◆ TASK TO CARRY OUT
Transcribe, word for word, the line containing "of the spaghetti" and each line following it through the end of the listing below. Omit all other lines.

◆ EXTRACTED DATA
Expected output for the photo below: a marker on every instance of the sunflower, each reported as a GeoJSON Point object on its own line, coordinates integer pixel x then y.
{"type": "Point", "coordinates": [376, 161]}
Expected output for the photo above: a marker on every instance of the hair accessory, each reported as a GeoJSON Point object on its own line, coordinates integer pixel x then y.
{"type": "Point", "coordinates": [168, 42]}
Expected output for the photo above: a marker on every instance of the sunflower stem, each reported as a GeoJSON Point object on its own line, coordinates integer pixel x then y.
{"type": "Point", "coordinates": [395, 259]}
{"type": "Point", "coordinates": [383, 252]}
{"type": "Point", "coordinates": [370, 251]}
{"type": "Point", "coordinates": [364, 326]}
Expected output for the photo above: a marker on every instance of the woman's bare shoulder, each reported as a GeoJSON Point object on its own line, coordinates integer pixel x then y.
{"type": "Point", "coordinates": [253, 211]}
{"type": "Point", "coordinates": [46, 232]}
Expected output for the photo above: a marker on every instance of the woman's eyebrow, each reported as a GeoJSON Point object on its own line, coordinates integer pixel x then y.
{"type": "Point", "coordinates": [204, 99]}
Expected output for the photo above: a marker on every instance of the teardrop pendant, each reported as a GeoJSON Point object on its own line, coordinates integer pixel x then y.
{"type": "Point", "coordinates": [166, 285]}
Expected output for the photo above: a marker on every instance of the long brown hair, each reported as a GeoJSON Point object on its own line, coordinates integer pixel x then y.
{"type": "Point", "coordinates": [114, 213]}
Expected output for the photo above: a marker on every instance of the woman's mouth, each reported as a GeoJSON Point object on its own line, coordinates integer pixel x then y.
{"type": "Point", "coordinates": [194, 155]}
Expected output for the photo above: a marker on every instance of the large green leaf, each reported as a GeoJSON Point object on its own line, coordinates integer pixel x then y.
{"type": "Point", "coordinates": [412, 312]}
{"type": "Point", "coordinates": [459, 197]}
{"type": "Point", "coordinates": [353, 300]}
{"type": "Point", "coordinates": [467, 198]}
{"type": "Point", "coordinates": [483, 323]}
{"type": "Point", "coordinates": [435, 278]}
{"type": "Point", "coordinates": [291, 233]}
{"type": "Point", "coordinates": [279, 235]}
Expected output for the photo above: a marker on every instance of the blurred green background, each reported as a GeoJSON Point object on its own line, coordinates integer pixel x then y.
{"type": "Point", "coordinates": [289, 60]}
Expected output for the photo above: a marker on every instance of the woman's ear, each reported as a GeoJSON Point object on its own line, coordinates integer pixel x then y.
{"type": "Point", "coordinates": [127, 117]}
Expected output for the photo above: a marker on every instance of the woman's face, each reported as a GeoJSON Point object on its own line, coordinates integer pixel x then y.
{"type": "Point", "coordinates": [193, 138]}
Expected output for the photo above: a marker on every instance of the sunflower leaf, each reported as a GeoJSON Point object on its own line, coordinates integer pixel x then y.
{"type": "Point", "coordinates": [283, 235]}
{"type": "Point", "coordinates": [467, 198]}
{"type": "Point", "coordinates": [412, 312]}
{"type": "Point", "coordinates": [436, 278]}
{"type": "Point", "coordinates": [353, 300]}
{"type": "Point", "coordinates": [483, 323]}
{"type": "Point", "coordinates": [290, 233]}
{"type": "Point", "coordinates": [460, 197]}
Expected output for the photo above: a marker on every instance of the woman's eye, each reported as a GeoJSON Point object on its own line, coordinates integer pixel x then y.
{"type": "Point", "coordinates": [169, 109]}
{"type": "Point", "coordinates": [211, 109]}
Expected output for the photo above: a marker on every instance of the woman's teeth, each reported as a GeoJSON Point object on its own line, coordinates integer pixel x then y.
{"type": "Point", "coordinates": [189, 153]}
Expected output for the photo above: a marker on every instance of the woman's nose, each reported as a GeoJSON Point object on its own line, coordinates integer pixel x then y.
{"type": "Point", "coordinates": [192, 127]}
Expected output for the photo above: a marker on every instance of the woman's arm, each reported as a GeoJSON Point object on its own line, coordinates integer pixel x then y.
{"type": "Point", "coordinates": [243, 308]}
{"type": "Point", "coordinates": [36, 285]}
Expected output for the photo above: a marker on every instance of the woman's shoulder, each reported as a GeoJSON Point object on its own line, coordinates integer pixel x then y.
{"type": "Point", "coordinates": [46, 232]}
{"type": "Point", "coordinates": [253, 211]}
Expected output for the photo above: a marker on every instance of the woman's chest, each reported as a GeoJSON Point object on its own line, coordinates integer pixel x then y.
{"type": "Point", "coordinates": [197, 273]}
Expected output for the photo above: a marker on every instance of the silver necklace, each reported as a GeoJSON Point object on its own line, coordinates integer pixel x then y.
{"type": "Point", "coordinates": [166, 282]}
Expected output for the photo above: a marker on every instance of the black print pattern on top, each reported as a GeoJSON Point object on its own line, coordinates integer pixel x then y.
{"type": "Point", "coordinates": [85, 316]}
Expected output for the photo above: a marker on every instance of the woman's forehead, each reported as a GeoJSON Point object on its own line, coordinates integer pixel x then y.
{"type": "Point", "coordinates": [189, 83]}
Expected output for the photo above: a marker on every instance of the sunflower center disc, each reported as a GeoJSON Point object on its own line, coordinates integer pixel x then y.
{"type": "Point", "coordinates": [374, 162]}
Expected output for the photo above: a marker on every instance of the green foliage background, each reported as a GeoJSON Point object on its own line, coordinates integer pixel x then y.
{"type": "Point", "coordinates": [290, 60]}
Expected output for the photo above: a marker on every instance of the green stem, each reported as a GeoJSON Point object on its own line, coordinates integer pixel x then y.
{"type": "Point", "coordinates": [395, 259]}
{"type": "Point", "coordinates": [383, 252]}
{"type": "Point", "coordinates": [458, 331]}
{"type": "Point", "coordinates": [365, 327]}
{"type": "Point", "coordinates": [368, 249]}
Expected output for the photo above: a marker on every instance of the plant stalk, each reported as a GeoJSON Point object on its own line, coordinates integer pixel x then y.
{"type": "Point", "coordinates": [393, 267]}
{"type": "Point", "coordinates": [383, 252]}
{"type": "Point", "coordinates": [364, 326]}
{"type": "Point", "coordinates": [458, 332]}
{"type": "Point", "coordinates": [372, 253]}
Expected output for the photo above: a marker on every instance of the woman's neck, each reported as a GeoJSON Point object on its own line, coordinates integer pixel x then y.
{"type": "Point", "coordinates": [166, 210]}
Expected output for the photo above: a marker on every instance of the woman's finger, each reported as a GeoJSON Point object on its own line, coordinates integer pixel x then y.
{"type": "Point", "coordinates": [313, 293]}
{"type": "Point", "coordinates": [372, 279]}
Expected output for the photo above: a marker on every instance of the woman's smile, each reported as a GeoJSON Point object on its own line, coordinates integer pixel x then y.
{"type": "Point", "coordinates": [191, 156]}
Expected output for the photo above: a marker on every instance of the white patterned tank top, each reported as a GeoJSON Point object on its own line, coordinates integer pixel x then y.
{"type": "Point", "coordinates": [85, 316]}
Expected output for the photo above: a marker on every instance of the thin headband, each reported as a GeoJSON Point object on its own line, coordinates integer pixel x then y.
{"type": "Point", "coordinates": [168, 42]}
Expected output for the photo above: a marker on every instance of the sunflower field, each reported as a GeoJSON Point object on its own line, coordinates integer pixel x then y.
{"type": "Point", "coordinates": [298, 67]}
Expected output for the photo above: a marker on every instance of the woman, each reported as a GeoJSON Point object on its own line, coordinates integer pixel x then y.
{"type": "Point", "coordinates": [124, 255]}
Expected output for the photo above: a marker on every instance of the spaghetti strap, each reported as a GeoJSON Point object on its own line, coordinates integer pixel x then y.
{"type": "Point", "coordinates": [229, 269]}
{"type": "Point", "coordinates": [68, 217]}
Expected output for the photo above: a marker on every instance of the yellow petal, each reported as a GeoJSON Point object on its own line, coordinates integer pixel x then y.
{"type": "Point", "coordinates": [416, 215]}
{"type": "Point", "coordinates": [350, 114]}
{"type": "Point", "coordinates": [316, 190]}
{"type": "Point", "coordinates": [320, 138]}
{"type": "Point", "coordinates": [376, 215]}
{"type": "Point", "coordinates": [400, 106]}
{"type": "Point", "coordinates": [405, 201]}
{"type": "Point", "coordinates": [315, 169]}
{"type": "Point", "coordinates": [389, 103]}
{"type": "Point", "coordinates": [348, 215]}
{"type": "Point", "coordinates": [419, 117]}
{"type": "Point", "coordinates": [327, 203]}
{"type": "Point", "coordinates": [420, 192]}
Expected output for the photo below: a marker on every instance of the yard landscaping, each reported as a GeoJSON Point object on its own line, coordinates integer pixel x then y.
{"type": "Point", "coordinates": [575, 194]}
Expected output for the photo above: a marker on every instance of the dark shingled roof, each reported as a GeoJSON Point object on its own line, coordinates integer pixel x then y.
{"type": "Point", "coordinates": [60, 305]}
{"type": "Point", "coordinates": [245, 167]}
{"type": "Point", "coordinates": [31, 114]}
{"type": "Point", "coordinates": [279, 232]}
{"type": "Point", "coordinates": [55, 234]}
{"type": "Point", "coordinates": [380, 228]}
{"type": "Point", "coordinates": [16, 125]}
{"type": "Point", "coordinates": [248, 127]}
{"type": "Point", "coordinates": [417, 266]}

◆ FINISHED EXERCISE
Expected output for the photo above: a marker on every instance of the spaghetti strap, each reported as a GeoJSON Point object on its own line, coordinates integer pixel x then y.
{"type": "Point", "coordinates": [229, 269]}
{"type": "Point", "coordinates": [68, 217]}
Expected output for the photo above: a marker on every instance of the yellow petal, each reported as a GeoJSON Point object on its own line, coordinates integer pixel x then y.
{"type": "Point", "coordinates": [416, 215]}
{"type": "Point", "coordinates": [350, 114]}
{"type": "Point", "coordinates": [316, 190]}
{"type": "Point", "coordinates": [320, 138]}
{"type": "Point", "coordinates": [376, 215]}
{"type": "Point", "coordinates": [400, 106]}
{"type": "Point", "coordinates": [405, 201]}
{"type": "Point", "coordinates": [315, 169]}
{"type": "Point", "coordinates": [389, 103]}
{"type": "Point", "coordinates": [348, 215]}
{"type": "Point", "coordinates": [419, 117]}
{"type": "Point", "coordinates": [327, 203]}
{"type": "Point", "coordinates": [420, 192]}
Expected output for the photo below: a marker on every instance of the yard landscaping, each reported as a GeoJSON Point object on its own line, coordinates integer pixel x then y.
{"type": "Point", "coordinates": [575, 194]}
Expected output for the photo above: a marker on every instance of the dark shingled roof, each reported as a GeoJSON Point object on its own line, coordinates integer pixel x then y.
{"type": "Point", "coordinates": [60, 305]}
{"type": "Point", "coordinates": [245, 167]}
{"type": "Point", "coordinates": [31, 114]}
{"type": "Point", "coordinates": [279, 232]}
{"type": "Point", "coordinates": [55, 234]}
{"type": "Point", "coordinates": [380, 228]}
{"type": "Point", "coordinates": [16, 125]}
{"type": "Point", "coordinates": [248, 127]}
{"type": "Point", "coordinates": [417, 266]}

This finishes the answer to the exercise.